■ **Requirement**
Word for word, write out the entries that follow, omitting all pictures.

*** Record set ***

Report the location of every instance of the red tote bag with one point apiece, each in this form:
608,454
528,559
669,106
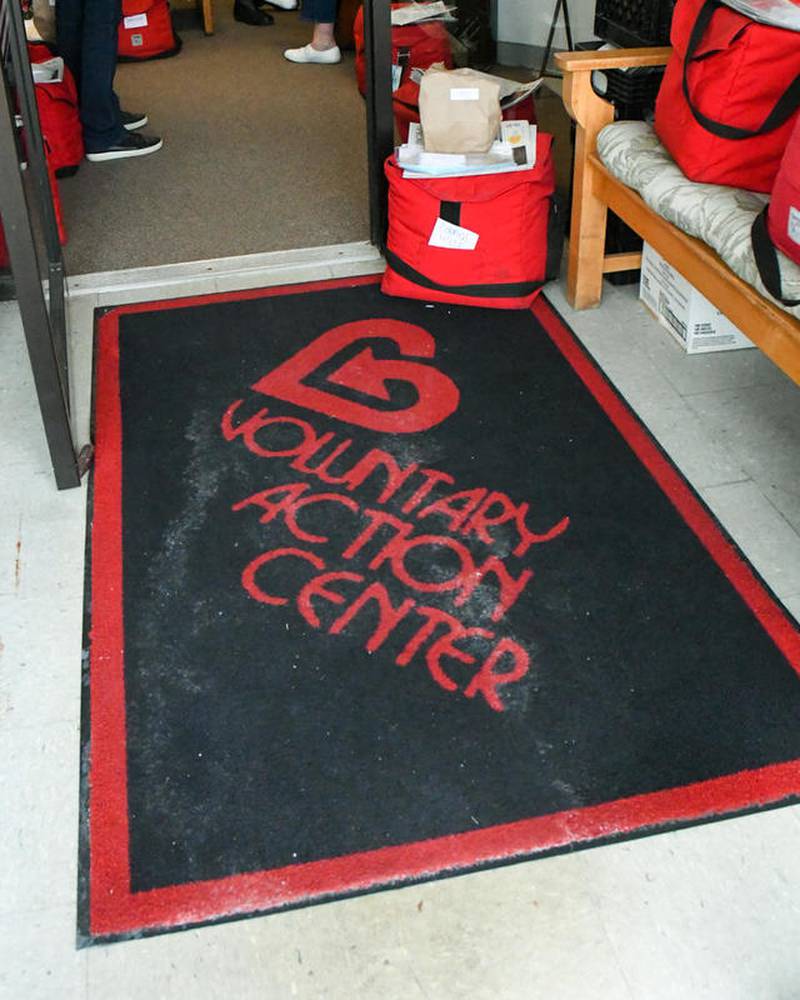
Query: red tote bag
515,226
146,31
778,226
413,46
57,104
730,95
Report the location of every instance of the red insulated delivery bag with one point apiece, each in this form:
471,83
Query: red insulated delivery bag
405,103
146,31
778,226
490,240
413,45
729,97
60,122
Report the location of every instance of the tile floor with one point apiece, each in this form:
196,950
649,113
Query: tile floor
710,912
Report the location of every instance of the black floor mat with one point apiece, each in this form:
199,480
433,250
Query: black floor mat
383,590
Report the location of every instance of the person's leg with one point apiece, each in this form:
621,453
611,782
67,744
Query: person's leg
323,47
69,34
322,38
100,115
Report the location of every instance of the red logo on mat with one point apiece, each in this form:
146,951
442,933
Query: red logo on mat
437,395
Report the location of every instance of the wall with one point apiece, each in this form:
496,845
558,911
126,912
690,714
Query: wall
524,24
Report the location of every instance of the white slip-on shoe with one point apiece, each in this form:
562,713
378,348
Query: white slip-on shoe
309,54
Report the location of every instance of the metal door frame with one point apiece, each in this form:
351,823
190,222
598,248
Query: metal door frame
22,151
380,119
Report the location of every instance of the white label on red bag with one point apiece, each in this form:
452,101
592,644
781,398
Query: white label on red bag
465,94
794,224
452,237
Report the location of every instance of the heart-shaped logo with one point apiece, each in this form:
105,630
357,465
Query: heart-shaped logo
437,394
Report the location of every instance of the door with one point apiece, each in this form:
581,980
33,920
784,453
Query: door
31,236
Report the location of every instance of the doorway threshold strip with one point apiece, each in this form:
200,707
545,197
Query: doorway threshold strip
247,271
383,591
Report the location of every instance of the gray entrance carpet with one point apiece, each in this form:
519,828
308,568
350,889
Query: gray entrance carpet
259,154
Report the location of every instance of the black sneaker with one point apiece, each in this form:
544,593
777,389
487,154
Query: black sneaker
247,12
131,121
134,144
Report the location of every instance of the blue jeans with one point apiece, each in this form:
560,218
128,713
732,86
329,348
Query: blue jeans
86,33
319,11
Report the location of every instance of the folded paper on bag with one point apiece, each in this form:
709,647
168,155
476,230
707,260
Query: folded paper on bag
460,111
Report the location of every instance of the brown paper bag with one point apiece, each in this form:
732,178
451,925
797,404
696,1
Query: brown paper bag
459,111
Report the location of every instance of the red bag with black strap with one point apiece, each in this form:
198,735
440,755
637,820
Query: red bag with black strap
60,122
729,97
777,227
413,45
405,103
489,240
146,31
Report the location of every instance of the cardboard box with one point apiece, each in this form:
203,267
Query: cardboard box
691,319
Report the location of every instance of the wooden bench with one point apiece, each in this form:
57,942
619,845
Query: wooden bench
595,190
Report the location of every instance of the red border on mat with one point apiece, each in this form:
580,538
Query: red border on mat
114,909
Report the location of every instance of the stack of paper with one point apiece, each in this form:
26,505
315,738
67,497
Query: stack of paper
414,13
49,71
514,149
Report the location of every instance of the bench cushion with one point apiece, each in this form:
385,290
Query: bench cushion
719,216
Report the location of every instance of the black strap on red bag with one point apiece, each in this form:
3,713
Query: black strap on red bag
784,108
450,211
767,259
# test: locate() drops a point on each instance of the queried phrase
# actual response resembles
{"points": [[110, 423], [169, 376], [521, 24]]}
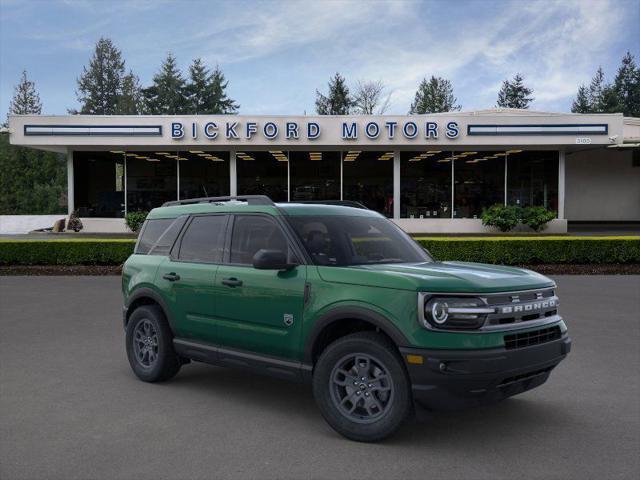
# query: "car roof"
{"points": [[292, 209]]}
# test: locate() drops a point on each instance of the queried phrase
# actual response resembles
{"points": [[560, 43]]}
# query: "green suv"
{"points": [[337, 296]]}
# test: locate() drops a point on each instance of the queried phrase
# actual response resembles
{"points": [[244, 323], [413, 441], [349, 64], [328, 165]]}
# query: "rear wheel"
{"points": [[361, 387], [150, 345]]}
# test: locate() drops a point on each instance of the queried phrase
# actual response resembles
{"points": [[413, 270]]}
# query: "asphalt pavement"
{"points": [[70, 408]]}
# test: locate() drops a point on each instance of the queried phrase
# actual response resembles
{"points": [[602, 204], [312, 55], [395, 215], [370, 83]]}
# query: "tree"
{"points": [[596, 91], [581, 104], [100, 85], [167, 94], [206, 92], [514, 94], [627, 86], [220, 103], [130, 101], [31, 181], [25, 99], [434, 95], [370, 98], [338, 100]]}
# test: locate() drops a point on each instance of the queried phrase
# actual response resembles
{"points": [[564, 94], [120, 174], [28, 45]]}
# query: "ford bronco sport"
{"points": [[337, 296]]}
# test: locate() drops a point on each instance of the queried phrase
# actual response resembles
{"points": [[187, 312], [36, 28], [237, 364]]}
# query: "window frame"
{"points": [[174, 255]]}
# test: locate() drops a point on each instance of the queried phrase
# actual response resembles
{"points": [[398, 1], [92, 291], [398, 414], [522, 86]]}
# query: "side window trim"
{"points": [[175, 250], [291, 243]]}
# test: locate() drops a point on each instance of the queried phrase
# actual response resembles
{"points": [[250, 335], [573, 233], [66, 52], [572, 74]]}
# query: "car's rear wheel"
{"points": [[150, 346], [361, 387]]}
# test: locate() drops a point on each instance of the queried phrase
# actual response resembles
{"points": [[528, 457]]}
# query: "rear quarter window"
{"points": [[151, 232]]}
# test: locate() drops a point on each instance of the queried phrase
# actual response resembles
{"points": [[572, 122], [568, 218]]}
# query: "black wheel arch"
{"points": [[147, 296], [351, 313]]}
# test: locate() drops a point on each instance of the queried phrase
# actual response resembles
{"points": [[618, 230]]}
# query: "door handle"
{"points": [[231, 282]]}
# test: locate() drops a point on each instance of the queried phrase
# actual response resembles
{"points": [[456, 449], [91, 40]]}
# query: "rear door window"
{"points": [[252, 233], [203, 240]]}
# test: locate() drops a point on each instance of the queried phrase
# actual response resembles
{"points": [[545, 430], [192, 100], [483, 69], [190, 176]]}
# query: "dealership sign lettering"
{"points": [[349, 130]]}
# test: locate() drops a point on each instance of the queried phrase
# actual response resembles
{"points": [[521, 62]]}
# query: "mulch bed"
{"points": [[550, 269]]}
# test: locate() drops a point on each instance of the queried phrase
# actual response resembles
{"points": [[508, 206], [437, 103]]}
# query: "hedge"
{"points": [[535, 250], [499, 250], [65, 252]]}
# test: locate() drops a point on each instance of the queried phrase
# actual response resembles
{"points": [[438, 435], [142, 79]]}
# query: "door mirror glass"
{"points": [[265, 259]]}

***

■ **Expected output**
Report the location of every instance of the red tote bag with one point apiece, each in this form:
608,454
528,559
669,106
Query: red tote bag
515,226
146,31
778,226
413,46
57,104
730,95
Report the location of every instance of the red insulated delivery bag with one point apiece, each in this form:
471,83
Query: red insulated delivery bag
405,103
146,31
778,226
490,240
413,45
729,97
60,122
Report the location of every instance of the tile floor with one point apiece, each in this form:
196,950
649,113
Query: tile floor
710,912
Report the location of every instance of the black floor mat with one point apiece, each in this form:
199,480
433,250
Query: black floor mat
383,590
Report the location of every instance of the person's leg with one point apiece, each in this form:
621,453
611,782
67,744
Query: person's leg
323,47
69,34
322,38
100,115
Report the location of every instance of the red logo on mat with one point apiece, each in this form:
146,951
442,933
Query: red logo on mat
437,395
Report the location of every instance of the wall with one point apiece, each in this form:
496,845
558,911
126,912
690,714
Query: wall
524,24
Report the location of every instance of the white slip-on shoe with one point apiece, each in this form:
562,713
378,348
Query: white slip-on shoe
309,54
Report the location of every instance of the metal door frame with one point apiece, each in this form:
351,823
190,222
598,248
Query: metal door frame
22,151
380,119
Report the location of every instance of the white label on red bag with one point apiece, each in this form:
452,101
592,644
781,398
Query: white label on red bag
465,94
794,224
452,237
Report the location of every instance of the heart-shaped logo with one point apiece, each in this form:
105,630
357,465
Query: heart-shaped logo
437,394
Report the location of every instance of the door with one point apiece, each in this form:
581,980
33,920
784,453
Query: door
31,236
Report the location of every instance of the doorway threshold strip with one point apiece, each in this form:
200,707
545,197
Query: doorway threshold strip
247,271
383,591
Report the location of every instance of the gray entrance carpet with one point apiece, each in this form:
519,828
308,568
350,889
Query: gray entrance carpet
259,154
Report the location of every instance of the black sneaker with one point apiece, each in this form:
544,593
777,389
487,154
Query: black sneaker
247,12
131,121
134,144
Report the location of every instance of the blue jeans with one point apiece, each in this form:
560,218
128,713
732,86
329,348
Query: blue jeans
86,33
319,11
Report the location of every instance of the folded paper on bag with one point apiece, each in this form:
709,647
168,155
476,230
707,260
Query: folded paper on bag
460,111
Report the location of every instance of the brown paper bag with one point apiece, each in this form:
732,178
451,925
797,404
696,1
Query: brown paper bag
459,111
Report the location of every instance of the red bag with black strap with one point apiece, each in this form:
198,735
440,755
637,820
Query: red bag with black strap
60,122
729,97
777,227
413,45
405,103
489,240
146,31
Report the location of every instance of the cardboard box with one point apiece, each in this form:
203,267
Query: cardboard box
691,319
Report the location of every instance of the wooden bench with one point apiece, each in this form:
57,942
619,845
Query: wooden bench
595,190
Report the location of every instance of the red border on mat with one point apiece, each in this form:
580,538
Query: red border on mat
114,909
Report the location of every instance of the stack of paper with one point apiece, each in this form:
26,505
315,738
67,497
Query: stack of paper
414,13
49,71
514,149
Report the location of every instance of the bench cushion with one point apiece, each in this form:
385,290
Query: bench cushion
719,216
Report the location of every instance of the black strap on red bag with one point apiece, each in this form:
3,713
Query: black strap on red bag
784,108
450,211
767,259
# test: locate() drops a point on each instance of the queried phrase
# actual response resembles
{"points": [[110, 423], [169, 376], [521, 24]]}
# query: "car roof"
{"points": [[292, 209]]}
# test: locate() drops a point on each instance of the queried phrase
# actual response resembles
{"points": [[560, 43]]}
# query: "green suv"
{"points": [[337, 296]]}
# test: locate() drops a point on each instance of the queried phrase
# actual response resembles
{"points": [[244, 323], [413, 441], [349, 64], [328, 165]]}
# query: "rear wheel"
{"points": [[361, 387], [150, 345]]}
# test: locate() drops a point on each instance of the queried phrase
# actual response resembles
{"points": [[413, 270]]}
# query: "asphalt pavement"
{"points": [[70, 408]]}
# test: locate() drops a point on each instance of the queried phrase
# actual response resembles
{"points": [[602, 204], [312, 55], [395, 215], [370, 83]]}
# query: "tree"
{"points": [[596, 91], [581, 104], [100, 85], [167, 94], [206, 92], [514, 94], [627, 86], [220, 103], [130, 101], [31, 181], [25, 99], [434, 95], [370, 98], [338, 100]]}
# test: locate() drops a point on each instance of the queried phrase
# actual response resembles
{"points": [[564, 94], [120, 174], [28, 45]]}
# query: "ford bronco sport"
{"points": [[337, 296]]}
# test: locate() drops a point on each instance of the queried phrase
# actual response resembles
{"points": [[187, 312], [36, 28], [237, 364]]}
# query: "window frame"
{"points": [[174, 255]]}
# test: locate() drops a point on each instance of the queried phrase
# actual response resembles
{"points": [[398, 1], [92, 291], [398, 414], [522, 86]]}
# query: "side window trim"
{"points": [[175, 250], [291, 243]]}
# test: locate() drops a point on each instance of the queried phrase
# actual response resembles
{"points": [[250, 335], [573, 233], [66, 52], [572, 74]]}
# query: "car's rear wheel"
{"points": [[150, 346], [361, 387]]}
# test: locate() drops a point on each instance of the queried phrase
# actual response resembles
{"points": [[528, 457]]}
# query: "rear quarter window"
{"points": [[151, 232]]}
# test: locate() drops a point on each instance of the queried phrase
# actual response resembles
{"points": [[572, 122], [568, 218]]}
# query: "black wheel arch"
{"points": [[147, 296], [351, 313]]}
# test: locate() drops a point on each instance of the queried phrase
# actual response resembles
{"points": [[618, 230]]}
# query: "door handle"
{"points": [[231, 282]]}
# test: locate() drops a point on each instance of the queried phrase
# actual response resembles
{"points": [[456, 449], [91, 40]]}
# query: "rear door window"
{"points": [[252, 233], [203, 240]]}
# test: locate() drops a point on each instance of the queried phrase
# actual response resembles
{"points": [[545, 430], [192, 100], [483, 69], [190, 176]]}
# query: "dealership sign lettering"
{"points": [[349, 130]]}
# test: locate() drops a point on each instance of the queried phrase
# actual response resembles
{"points": [[521, 62]]}
# query: "mulch bed"
{"points": [[550, 269]]}
# test: locate() drops a point on each instance of the queried phrase
# actual response resembles
{"points": [[508, 206], [437, 103]]}
# query: "hedge"
{"points": [[535, 250], [499, 250], [65, 252]]}
# test: locate() drops a point on each instance of the queried phrase
# actual response resembles
{"points": [[438, 435], [142, 79]]}
# query: "door mirror glass"
{"points": [[265, 259]]}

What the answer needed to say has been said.